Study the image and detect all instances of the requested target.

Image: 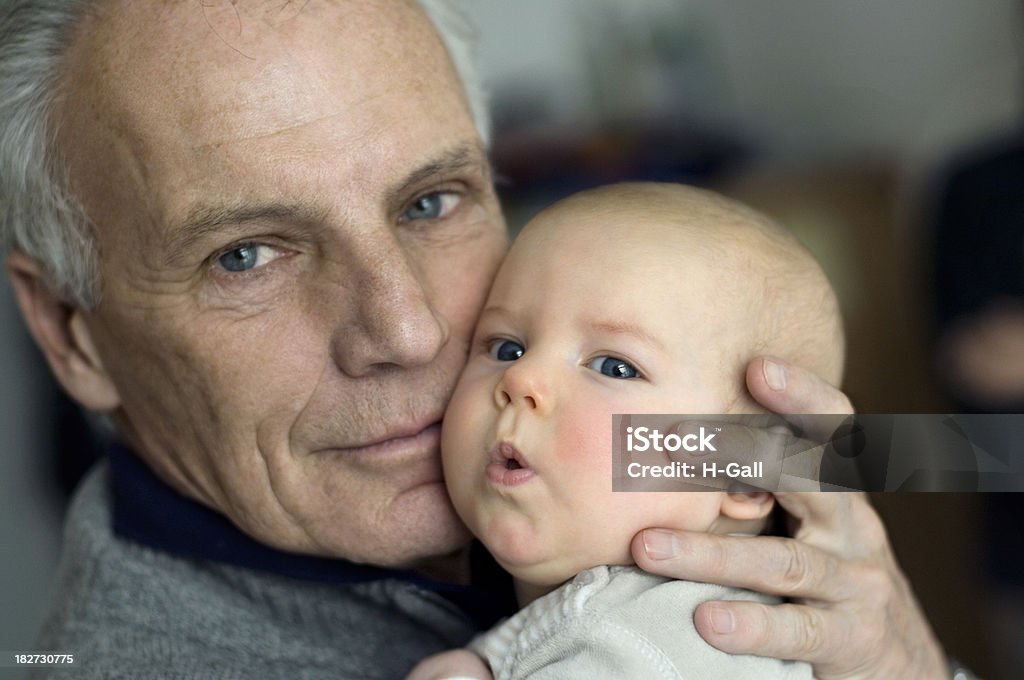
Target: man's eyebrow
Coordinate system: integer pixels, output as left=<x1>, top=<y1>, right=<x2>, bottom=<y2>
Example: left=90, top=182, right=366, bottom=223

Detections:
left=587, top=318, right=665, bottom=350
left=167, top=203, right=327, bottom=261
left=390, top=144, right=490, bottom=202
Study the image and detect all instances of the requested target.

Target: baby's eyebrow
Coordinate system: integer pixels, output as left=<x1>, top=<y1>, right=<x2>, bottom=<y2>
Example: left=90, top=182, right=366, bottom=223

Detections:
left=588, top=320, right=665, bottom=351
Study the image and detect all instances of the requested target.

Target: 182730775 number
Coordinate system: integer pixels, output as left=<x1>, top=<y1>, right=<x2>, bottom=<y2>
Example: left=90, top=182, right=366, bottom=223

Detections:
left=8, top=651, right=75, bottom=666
====
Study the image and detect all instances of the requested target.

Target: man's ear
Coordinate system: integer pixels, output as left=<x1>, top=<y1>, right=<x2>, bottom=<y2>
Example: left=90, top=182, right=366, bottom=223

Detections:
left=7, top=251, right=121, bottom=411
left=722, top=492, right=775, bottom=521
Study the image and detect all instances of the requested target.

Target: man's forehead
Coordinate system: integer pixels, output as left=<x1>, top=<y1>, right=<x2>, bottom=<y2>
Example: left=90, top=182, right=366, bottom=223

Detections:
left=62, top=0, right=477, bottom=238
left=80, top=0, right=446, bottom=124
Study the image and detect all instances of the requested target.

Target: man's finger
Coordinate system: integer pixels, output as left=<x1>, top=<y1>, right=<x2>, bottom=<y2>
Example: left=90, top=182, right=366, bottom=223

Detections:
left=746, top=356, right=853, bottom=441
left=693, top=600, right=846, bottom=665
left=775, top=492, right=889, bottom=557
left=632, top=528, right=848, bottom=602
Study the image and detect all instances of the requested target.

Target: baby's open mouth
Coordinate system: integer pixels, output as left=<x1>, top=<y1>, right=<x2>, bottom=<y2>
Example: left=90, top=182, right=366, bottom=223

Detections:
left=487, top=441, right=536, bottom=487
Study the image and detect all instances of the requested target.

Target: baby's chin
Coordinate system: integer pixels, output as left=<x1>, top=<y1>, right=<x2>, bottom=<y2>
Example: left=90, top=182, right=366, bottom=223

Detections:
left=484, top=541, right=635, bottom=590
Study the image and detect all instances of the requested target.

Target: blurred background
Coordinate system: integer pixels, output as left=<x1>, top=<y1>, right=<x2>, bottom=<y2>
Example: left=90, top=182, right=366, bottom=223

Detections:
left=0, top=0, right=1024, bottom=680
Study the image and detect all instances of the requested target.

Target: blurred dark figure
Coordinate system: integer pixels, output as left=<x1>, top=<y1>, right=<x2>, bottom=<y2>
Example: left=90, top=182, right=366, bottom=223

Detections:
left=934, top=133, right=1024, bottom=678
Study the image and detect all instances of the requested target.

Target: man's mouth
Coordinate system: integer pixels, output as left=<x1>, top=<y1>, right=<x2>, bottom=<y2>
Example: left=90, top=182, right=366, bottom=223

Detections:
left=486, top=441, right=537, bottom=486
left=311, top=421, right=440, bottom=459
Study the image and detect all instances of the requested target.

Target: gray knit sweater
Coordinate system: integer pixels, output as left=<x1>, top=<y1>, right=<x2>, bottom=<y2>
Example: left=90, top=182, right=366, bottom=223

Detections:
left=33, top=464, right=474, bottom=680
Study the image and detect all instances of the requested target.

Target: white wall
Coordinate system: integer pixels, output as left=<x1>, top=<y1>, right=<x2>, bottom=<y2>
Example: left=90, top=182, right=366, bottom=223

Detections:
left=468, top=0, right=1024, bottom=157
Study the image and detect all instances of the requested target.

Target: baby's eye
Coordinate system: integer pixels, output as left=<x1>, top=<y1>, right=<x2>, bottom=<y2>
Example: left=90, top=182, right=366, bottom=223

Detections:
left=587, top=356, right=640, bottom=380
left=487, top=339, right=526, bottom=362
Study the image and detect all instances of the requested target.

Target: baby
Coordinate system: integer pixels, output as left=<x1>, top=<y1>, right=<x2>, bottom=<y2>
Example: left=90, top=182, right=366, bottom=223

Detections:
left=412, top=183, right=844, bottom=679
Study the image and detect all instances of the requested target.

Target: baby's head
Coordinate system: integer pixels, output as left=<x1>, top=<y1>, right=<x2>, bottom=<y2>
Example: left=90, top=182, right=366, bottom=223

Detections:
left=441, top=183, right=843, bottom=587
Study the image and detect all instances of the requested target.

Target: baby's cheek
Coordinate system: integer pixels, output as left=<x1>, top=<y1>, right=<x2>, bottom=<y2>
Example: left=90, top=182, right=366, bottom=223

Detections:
====
• Task instructions:
Identify every line in the records above that contains the word "eyebrow", and copy each of those lines.

• Exercise output:
Target: man's eyebrow
Target: baby's eyebrow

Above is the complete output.